TEXTO PARA LEITURA |

Natureza e cultura:
compreendendo as relações humanas na atualidade.
1-Construção do “eu”: como as identidades
são construídas na vida em sociedade.
Na sociedade
brasileira é possível verificar que existem atualmente muitos conflitos de
origem moral. Para entendermos o que é moral devemos pesquisar a origem da
palavra, que se localiza no latim, morales, e significa tudo o que diz
respeito aos costumes. É comum que as pessoas confundam moral com ética, que
possui origem grega, ethos, e significa modo de ser ou caráter. A
palavra caráter tem origem grega, kharakter, e significa marca, isto é,
o que define alguém. Com essas definições podemos compreender com clareza que o
conjunto de atributos que definem o modo de ser de uma pessoa, ou seja, o
caráter depende de como o grupo social do qual ela faz parte classifica o que é
bom ou ruim. Nesse sentido, a reflexão acerca do caráter se encontra
relacionada com a ação ética e com as normas morais, uma vez que as pessoas, na
vida em sociedade, classificam o que será aceito e rejeitado no convívio
social. Esse processo de construção de classificações organiza todos os
aspectos da vida social, tais como a alimentação, defesa, habitação, educação
dos mais jovens, regras de parentesco, distribuição das riquezas, relações de
poder, definição de justiça, de beleza, por exemplo. Por esse motivo é
importante o estudo das culturas, primeiro para entendermos que cada sociedade
humana percebe o mundo de um modo específico, ou seja, particular; e para
desenvolvermos a compreensão de que as culturas devem ser respeitadas ainda que
seja completamente diferente do modo que vivemos. Neste módulo verificaremos
como as identidades sociais se desenvolvem, e entenderemos a importância desta
construção social.
2.Stuart Hall (1932-2014)

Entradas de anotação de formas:
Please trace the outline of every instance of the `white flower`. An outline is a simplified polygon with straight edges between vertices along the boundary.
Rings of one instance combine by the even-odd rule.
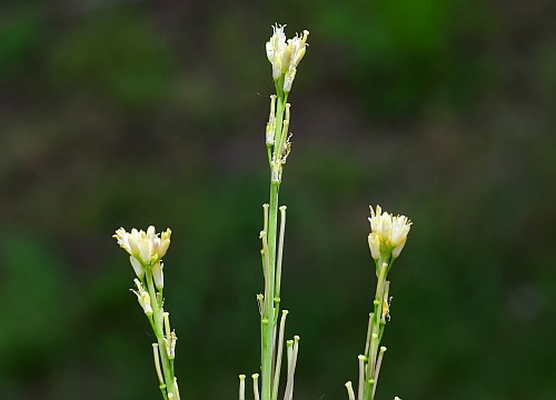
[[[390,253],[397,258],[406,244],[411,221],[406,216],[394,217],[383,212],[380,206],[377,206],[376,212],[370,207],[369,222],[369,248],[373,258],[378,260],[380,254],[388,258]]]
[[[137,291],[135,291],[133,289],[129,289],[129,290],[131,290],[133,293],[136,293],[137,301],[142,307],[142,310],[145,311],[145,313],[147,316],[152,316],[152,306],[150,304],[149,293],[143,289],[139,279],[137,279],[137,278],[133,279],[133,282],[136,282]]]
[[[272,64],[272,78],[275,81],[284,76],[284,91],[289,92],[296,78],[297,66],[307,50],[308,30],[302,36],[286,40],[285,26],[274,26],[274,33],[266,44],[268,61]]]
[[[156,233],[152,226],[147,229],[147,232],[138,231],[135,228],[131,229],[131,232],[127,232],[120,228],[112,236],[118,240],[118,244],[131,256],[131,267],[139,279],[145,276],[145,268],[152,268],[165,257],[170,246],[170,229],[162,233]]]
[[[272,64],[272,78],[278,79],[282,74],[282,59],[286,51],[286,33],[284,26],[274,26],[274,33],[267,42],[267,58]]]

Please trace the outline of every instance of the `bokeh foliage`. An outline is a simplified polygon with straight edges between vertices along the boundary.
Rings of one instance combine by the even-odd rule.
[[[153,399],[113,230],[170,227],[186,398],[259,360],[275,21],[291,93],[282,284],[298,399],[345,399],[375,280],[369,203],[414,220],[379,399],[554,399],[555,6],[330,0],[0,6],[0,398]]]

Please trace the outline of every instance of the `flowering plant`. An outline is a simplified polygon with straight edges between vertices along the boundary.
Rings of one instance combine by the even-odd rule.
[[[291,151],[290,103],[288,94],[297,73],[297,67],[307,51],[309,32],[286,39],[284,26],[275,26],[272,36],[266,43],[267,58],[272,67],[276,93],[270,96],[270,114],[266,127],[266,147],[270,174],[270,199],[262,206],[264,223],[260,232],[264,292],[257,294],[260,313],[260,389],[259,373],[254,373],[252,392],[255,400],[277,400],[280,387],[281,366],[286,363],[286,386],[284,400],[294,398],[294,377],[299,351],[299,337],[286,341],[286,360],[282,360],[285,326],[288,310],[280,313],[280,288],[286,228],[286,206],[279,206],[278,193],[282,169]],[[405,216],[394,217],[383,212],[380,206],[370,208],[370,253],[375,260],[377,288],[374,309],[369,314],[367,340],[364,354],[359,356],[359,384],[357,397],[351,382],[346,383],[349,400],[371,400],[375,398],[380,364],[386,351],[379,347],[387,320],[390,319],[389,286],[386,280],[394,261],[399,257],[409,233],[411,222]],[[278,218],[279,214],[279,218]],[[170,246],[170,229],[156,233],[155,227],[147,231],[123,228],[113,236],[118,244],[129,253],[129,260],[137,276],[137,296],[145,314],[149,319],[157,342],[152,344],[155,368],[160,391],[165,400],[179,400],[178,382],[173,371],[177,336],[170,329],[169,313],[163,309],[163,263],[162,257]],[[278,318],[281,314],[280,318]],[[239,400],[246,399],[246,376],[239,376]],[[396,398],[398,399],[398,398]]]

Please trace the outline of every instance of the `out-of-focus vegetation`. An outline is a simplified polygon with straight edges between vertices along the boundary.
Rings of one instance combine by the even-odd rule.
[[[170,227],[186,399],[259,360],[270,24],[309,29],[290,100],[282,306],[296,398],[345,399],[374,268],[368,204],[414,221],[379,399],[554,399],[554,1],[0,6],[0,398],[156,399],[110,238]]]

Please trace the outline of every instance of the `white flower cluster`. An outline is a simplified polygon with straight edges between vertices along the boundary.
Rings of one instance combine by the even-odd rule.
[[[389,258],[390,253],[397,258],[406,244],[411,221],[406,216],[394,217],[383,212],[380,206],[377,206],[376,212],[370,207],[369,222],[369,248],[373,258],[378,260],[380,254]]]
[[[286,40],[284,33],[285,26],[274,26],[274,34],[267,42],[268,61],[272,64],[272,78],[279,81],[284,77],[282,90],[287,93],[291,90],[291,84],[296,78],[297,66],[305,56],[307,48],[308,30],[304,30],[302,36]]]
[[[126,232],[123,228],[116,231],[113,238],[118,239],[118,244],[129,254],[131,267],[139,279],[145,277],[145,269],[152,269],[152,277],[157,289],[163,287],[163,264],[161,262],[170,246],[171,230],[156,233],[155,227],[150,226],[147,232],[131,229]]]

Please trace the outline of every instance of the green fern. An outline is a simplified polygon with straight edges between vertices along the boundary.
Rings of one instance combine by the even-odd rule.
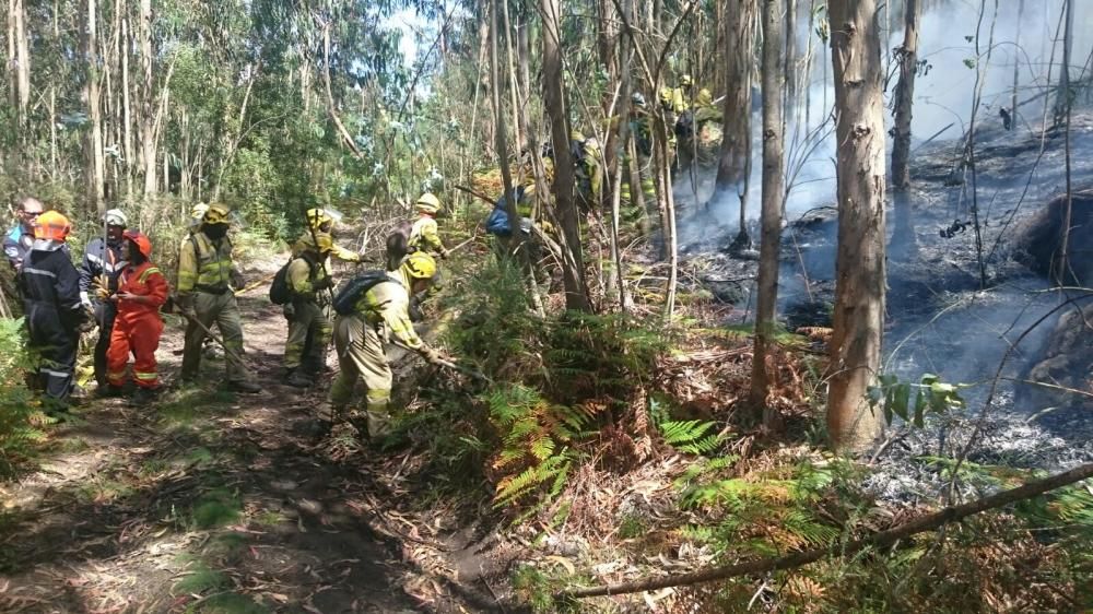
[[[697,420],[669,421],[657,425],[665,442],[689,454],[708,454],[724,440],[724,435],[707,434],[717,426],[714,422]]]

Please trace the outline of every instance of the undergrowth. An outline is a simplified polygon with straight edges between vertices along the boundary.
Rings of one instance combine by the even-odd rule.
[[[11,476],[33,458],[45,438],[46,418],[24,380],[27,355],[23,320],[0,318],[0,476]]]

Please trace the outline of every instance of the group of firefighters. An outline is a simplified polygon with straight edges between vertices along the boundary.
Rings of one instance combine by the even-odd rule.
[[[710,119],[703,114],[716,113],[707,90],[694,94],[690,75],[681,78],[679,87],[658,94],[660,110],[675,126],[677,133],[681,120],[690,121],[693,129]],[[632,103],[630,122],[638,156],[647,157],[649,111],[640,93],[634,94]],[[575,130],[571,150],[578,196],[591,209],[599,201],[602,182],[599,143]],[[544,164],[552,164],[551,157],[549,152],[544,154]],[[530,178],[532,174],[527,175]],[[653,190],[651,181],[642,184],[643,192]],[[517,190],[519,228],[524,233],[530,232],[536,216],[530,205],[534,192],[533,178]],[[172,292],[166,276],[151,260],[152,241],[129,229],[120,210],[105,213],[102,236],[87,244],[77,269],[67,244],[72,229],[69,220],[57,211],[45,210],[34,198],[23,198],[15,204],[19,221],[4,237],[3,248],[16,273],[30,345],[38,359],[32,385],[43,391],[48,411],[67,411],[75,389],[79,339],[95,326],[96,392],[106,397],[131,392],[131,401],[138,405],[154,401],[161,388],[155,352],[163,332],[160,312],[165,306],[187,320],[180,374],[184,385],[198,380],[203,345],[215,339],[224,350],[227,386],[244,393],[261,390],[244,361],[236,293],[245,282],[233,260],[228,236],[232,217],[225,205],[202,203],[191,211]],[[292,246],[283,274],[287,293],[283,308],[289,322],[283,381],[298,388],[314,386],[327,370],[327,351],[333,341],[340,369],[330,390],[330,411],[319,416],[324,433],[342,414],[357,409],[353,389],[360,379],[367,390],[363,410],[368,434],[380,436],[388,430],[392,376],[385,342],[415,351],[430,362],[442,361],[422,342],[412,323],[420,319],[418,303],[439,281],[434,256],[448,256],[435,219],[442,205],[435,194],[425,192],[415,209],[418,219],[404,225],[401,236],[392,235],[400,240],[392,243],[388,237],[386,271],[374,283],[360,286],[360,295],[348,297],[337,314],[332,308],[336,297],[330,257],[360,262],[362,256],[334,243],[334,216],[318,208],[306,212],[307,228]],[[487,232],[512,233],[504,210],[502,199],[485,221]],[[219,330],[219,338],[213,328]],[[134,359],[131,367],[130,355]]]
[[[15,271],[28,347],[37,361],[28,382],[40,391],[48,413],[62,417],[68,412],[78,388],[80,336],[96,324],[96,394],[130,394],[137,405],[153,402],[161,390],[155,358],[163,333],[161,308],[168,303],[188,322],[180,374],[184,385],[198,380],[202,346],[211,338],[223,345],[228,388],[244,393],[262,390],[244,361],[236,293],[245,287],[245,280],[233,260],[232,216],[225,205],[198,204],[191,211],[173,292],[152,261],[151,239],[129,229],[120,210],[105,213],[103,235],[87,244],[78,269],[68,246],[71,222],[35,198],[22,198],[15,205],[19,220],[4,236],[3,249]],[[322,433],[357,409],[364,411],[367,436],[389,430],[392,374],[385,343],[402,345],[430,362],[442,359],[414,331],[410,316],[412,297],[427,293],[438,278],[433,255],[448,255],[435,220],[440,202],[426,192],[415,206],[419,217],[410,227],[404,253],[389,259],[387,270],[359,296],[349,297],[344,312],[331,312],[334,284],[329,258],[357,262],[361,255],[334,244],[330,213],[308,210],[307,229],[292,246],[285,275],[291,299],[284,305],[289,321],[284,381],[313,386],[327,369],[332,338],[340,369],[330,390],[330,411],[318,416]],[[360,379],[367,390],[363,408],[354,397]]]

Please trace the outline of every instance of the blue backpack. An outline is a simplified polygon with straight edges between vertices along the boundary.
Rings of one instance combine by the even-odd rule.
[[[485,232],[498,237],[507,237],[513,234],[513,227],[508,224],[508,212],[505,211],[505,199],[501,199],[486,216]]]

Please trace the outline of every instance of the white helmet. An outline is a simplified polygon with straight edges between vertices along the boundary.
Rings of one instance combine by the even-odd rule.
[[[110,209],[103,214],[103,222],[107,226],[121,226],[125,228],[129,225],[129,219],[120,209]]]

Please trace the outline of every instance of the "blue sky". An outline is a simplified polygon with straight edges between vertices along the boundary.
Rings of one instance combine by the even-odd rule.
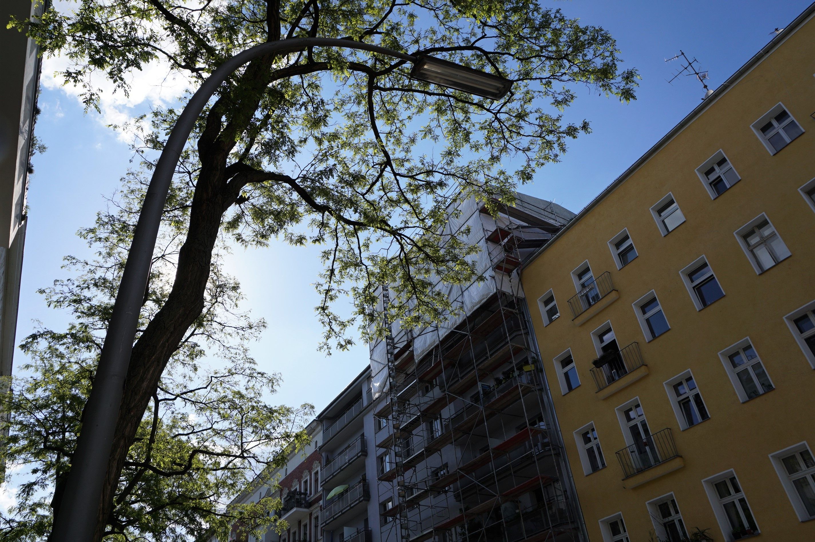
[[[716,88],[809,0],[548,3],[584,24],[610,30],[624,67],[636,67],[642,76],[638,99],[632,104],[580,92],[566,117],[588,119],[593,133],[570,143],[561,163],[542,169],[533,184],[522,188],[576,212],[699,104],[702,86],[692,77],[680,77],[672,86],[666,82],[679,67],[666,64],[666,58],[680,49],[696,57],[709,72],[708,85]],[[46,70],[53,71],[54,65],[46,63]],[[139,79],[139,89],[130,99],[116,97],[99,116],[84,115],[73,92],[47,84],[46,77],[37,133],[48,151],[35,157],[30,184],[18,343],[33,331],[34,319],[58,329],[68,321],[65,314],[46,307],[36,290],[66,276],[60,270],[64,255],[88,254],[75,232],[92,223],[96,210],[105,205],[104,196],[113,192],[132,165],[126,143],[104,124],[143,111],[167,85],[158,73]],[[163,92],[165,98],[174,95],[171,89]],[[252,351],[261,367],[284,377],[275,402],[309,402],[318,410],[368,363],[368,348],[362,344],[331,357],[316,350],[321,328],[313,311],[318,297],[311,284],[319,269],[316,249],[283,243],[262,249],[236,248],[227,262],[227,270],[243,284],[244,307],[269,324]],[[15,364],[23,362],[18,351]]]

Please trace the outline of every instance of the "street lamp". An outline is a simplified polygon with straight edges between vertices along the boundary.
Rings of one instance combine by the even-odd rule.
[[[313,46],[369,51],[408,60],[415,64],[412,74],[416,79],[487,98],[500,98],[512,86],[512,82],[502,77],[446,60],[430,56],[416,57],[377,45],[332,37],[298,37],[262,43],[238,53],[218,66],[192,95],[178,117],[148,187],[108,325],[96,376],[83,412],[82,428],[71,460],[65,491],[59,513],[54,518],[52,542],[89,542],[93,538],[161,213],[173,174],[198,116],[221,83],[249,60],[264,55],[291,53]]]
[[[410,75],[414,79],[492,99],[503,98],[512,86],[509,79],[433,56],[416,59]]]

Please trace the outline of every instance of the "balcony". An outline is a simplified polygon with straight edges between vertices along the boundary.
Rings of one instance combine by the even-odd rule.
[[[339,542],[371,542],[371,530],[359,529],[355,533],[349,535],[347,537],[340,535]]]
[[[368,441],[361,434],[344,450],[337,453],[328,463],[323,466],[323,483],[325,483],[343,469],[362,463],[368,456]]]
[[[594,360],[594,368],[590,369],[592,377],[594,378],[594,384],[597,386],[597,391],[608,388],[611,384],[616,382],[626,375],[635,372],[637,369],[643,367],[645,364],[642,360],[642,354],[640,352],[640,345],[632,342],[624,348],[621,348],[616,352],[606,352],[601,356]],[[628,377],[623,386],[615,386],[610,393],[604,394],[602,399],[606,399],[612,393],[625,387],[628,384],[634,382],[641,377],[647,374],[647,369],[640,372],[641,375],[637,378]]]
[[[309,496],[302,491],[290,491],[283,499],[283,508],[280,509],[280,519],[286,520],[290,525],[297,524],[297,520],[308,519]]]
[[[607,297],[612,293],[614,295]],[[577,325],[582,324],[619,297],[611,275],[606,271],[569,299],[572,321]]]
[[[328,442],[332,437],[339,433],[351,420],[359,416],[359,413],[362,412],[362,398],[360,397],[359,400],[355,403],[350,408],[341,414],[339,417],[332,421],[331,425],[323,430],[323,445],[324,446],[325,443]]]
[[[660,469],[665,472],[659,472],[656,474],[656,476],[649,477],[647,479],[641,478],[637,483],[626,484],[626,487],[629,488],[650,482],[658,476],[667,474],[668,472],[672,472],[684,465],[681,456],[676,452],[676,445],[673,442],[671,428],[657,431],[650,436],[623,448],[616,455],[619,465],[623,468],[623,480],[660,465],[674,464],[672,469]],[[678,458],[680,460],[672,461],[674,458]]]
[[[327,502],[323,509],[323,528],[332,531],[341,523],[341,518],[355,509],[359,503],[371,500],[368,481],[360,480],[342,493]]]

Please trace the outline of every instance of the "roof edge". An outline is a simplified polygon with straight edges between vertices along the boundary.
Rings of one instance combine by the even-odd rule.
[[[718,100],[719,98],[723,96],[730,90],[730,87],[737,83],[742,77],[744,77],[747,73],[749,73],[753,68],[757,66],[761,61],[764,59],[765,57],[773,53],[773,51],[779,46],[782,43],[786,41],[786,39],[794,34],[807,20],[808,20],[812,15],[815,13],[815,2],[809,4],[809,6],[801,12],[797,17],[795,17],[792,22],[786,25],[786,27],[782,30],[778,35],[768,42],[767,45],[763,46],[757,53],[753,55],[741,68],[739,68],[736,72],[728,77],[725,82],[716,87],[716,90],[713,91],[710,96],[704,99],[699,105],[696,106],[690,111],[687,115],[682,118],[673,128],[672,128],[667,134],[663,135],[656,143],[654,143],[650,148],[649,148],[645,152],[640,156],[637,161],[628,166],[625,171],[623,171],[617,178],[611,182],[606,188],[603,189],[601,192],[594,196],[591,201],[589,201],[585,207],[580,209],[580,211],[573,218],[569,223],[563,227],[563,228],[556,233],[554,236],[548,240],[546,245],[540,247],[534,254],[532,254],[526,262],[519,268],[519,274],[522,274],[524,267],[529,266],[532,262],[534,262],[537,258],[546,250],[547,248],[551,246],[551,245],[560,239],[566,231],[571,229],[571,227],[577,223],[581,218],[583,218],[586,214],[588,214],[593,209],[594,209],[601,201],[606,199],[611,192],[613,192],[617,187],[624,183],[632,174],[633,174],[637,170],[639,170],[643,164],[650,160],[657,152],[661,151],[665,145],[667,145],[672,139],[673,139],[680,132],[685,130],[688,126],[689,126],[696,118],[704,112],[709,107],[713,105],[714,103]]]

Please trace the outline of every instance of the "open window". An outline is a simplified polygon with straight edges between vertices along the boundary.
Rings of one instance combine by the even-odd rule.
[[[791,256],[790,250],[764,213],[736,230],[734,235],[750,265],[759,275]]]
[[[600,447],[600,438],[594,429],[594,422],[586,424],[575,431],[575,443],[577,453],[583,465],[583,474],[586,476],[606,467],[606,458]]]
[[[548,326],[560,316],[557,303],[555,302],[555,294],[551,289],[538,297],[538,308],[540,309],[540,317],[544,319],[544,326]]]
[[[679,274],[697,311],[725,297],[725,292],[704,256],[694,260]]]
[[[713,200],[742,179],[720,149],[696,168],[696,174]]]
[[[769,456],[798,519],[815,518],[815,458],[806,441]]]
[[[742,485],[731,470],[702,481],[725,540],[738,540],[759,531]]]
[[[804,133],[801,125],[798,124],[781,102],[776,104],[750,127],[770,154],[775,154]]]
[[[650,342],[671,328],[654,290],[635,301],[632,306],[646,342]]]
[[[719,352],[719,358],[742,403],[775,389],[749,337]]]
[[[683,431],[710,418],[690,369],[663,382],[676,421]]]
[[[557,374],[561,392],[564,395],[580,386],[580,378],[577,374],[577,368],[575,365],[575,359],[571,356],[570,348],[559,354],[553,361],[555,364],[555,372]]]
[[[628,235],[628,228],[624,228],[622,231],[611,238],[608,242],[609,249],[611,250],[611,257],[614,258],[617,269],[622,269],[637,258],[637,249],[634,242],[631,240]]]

TAREFAS |
1. Resuma em duas frases o texto sobre moral, ética e caráter.
2. Informe quantas linhas dos registros contêm a palavra "blue", diferenciando maiúsculas de minúsculas, e responda apenas com o número.

RESULTADOS |
1. Moral vem do latim e diz respeito aos costumes, e ética vem do grego e significa modo de ser ou caráter. Como o caráter depende de como o grupo social classifica o que é bom ou ruim, é importante estudar as culturas para entender que cada sociedade percebe o mundo de modo particular e que elas devem ser respeitadas, mesmo quando diferem do modo como vivemos.

2. 2